Work order:
Reproduce the records below exactly, but only between the lines holding "of the power" and "of the headlight", inclusive.

Information:
..........

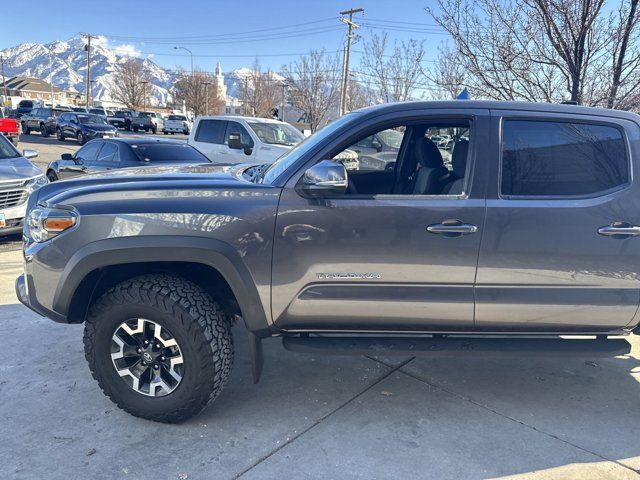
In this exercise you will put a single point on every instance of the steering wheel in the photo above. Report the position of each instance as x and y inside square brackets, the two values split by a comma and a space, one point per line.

..........

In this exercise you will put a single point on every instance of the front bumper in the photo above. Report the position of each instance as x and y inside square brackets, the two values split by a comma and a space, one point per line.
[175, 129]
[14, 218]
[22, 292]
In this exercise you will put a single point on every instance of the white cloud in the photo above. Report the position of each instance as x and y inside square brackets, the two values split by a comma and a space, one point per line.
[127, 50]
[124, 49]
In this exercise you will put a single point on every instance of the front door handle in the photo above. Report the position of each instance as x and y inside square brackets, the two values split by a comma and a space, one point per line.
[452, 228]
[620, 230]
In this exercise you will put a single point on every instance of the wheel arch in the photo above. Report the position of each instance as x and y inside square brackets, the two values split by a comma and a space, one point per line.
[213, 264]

..........

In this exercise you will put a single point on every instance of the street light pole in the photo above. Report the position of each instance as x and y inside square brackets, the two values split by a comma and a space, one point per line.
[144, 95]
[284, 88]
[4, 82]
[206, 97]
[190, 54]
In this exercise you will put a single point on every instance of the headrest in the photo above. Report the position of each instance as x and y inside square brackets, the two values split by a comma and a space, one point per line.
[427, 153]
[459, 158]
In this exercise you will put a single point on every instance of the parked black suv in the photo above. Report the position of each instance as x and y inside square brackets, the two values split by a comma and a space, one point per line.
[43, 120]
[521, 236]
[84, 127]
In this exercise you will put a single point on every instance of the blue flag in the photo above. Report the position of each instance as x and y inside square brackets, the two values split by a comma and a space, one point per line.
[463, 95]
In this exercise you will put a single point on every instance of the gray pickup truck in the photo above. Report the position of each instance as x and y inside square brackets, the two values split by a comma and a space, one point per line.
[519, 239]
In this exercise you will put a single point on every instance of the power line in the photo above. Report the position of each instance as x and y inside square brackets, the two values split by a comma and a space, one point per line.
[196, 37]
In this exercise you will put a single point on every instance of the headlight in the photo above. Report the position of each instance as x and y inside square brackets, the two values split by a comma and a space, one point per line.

..........

Solution:
In this exercise you will put a single point on every instance of the power line in the photo above. Report the position of each instance as x and y inside square brackets, the two values split by a comma and a space, one point per line.
[196, 37]
In this exercise you will put a single point on every instance of the headlight in the photo above. Report the position of each instance as x and y inside square brackets, the two values split by a comma and a space, one point per line.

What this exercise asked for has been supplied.